__WRITTEN PROBLEM__.
Your task is to repeat the listing exactly.
|---|
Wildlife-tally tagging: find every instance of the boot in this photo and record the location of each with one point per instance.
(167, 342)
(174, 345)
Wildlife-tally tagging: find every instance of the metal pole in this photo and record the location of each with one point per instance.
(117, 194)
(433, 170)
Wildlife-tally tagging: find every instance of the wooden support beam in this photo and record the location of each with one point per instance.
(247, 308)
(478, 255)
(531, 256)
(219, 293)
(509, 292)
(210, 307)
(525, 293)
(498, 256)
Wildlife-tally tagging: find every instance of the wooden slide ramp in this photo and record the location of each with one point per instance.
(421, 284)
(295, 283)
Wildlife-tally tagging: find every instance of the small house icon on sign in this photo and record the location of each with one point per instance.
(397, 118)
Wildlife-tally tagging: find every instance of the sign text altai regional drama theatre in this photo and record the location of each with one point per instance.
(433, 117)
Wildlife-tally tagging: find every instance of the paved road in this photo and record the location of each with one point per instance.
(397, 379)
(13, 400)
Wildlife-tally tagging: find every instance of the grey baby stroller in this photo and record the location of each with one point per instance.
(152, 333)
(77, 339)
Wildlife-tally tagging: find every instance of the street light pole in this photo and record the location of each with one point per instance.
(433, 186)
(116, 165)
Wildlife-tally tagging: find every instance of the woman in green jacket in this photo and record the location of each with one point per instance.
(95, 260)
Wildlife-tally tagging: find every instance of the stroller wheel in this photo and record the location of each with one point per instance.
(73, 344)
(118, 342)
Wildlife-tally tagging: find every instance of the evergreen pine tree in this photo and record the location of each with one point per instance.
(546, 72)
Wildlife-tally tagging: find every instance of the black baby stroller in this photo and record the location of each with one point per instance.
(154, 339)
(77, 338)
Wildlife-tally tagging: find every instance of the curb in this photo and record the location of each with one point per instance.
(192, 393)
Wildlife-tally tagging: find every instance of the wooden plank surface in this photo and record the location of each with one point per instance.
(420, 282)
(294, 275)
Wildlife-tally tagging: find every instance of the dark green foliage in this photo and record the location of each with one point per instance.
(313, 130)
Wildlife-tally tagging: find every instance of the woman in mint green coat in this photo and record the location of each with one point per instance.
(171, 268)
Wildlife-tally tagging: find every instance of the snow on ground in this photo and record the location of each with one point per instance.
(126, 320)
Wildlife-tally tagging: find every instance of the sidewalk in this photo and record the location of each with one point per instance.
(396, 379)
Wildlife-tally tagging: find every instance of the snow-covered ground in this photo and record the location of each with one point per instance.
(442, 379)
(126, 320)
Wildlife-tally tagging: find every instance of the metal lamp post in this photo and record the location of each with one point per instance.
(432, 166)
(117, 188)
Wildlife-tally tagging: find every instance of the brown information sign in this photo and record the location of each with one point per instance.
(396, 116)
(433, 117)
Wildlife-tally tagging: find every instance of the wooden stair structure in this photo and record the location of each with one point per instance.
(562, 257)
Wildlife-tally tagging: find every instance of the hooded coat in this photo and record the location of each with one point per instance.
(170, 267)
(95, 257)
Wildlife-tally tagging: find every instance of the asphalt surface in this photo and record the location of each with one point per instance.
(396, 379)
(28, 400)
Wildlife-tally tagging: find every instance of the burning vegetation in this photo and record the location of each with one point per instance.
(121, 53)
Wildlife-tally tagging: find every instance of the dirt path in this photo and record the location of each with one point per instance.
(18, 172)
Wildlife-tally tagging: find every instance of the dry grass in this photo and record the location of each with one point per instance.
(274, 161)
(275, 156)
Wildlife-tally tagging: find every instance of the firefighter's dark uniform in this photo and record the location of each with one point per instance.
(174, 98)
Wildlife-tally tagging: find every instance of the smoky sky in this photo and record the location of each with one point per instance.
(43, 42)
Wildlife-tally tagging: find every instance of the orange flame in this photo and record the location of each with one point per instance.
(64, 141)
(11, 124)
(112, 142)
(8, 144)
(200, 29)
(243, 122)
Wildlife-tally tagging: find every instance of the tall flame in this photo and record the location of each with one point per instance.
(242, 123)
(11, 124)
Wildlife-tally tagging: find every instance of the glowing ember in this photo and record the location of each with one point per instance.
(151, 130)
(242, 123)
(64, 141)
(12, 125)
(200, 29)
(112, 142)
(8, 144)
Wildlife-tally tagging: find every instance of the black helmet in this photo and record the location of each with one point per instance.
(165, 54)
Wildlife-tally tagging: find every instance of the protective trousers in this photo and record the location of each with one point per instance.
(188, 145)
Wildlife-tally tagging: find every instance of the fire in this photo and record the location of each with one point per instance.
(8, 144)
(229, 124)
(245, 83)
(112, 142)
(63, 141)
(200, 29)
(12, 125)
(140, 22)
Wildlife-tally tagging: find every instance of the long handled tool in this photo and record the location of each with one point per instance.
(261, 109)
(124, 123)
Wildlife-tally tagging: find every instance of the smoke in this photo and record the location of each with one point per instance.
|---|
__WRITTEN REPLY__.
Wildlife-tally tagging: find every instance of the boot in this photo and record the location of each with one point per instance.
(167, 342)
(174, 345)
Wildlife-tally tagging: find every instance of the metal pole in this photo and record the location of each with one point per instance.
(117, 194)
(433, 170)
Wildlife-tally tagging: find every instance of the wooden support beam in this photo and record the location of each with one point per instance.
(247, 308)
(478, 255)
(531, 256)
(219, 293)
(509, 292)
(210, 307)
(525, 293)
(498, 256)
Wildlife-tally tagging: find every instance of the wooden slide ramp in this photo and record the location of each with one point per instance.
(421, 284)
(295, 283)
Wildlife-tally tagging: find every instance of the small house icon on sign in this photo and record the location of each with one point per instance.
(397, 118)
Wildlife-tally tagging: find every instance of the sign text altai regional drama theatre in this photo and record the location of each with one point per instance.
(433, 117)
Wildlife-tally tagging: find every instance of the paved road in this photo and record the location of each with one point per instance.
(397, 379)
(13, 400)
Wildlife-tally tagging: find every instance of the grey baby stroller in this photo and record the location of each with one point per instance.
(152, 333)
(77, 339)
Wildlife-tally tagging: find every instance of the street light pole in this photo and record the location of each with one point per instance.
(433, 186)
(116, 165)
Wildlife-tally tagging: find every instance of the woman in green jacket in this photo and record the location of each with one point per instance.
(95, 260)
Wildlife-tally tagging: find every instance of the stroller wheel in this photo and record the location of each with one point per instance.
(73, 344)
(118, 342)
Wildlife-tally tagging: find every instance of the evergreen pine tree in this photo and record the location of each with one point per instance.
(546, 72)
Wildlife-tally tagging: find every instance of the black baby stroller in this photo and record the location of each with one point per instance.
(154, 339)
(77, 338)
Wildlife-tally tagging: find every instance of the curb in this photo and record the location of each with one point per instance.
(192, 393)
Wildlife-tally tagging: find every instance of the wooden plank surface in this photo and record the location of each with one point per instance.
(420, 282)
(294, 275)
Wildlife-tally tagging: find every instance of the dark green foliage in this photo and record the location of each with one point per instance.
(313, 130)
Wildlife-tally tagging: find every instance of the woman in mint green coat in this photo and record the location of each with one point per instance.
(171, 268)
Wildlife-tally tagging: find every instance of the snow on ground in this photo and record the location of each with one point per instance.
(126, 320)
Wildlife-tally tagging: find every instance of the sidewalk in this photo and record the location of each with one point per instance.
(396, 379)
Wildlife-tally tagging: find every instance of the snow-covered ground in this photo and record the location of each with one point per instance.
(442, 379)
(126, 320)
Wildlife-tally tagging: find every instance of the metal lamp post in this photo and record the location of each with one point per instance.
(432, 166)
(117, 188)
Wildlife-tally tagging: find every instance of the brown information sign in this photo and record the location of each with one point per instance.
(396, 116)
(433, 117)
Wildlife-tally tagging: find every instance of the wooden stair structure in this photo and record the location of each with one point per instance.
(562, 257)
Wildlife-tally tagging: find every instance of the hooded coat in this photo and record the location of each with one point per instance.
(170, 267)
(95, 257)
Wildlife-tally tagging: find every instance of the asphalt surface in this photo and record the location of each with one point per instance.
(396, 379)
(28, 400)
Wildlife-tally tagging: find every instance of the burning vegetation in this photo and record the location of each with one point per instance.
(121, 53)
Wildlife-tally tagging: find every instance of the dirt path in this photo and record the location of each with one point per instance.
(18, 172)
Wildlife-tally tagging: find every instance of the dry grass in this photo and record the location of each with one point per instance.
(274, 161)
(275, 156)
Wildlife-tally tagging: find every instance of the firefighter's dark uniform in this photo and record the location of each with one point per instance.
(174, 98)
Wildlife-tally tagging: find every instance of the smoky sky in this photo and record the location of each with one point per instance.
(43, 42)
Wildlife-tally tagging: find every instance of the orange flame in this photo and record the location of each with one point per instance.
(64, 141)
(11, 124)
(112, 142)
(8, 144)
(200, 29)
(243, 122)
Wildlife-tally tagging: find every instance of the tall flame in this photo and record the location of each with one point per instance.
(242, 123)
(11, 124)
Wildlife-tally tagging: find every instance of the glowing ember in this photo and record the location of each with one point per instance.
(151, 130)
(242, 123)
(64, 141)
(12, 125)
(200, 29)
(112, 142)
(8, 144)
Wildlife-tally tagging: find every instance of the black helmet in this photo and record the location of each with one point per instance.
(165, 54)
Wildlife-tally tagging: find every instance of the protective trousers in this photo and record the location of each with one point per instance.
(188, 145)
Wildlife-tally tagging: find every instance of the fire in this photo and record the location of each with one point per instance.
(8, 144)
(229, 124)
(245, 83)
(112, 142)
(63, 141)
(200, 29)
(12, 125)
(140, 22)
Wildlife-tally tagging: find every instance of the long handled tool in this photo and record the location of each with one point per instance.
(261, 109)
(124, 123)
Wildlife-tally tagging: find every instance of the smoke in this photo and record the location of each with one point per instance.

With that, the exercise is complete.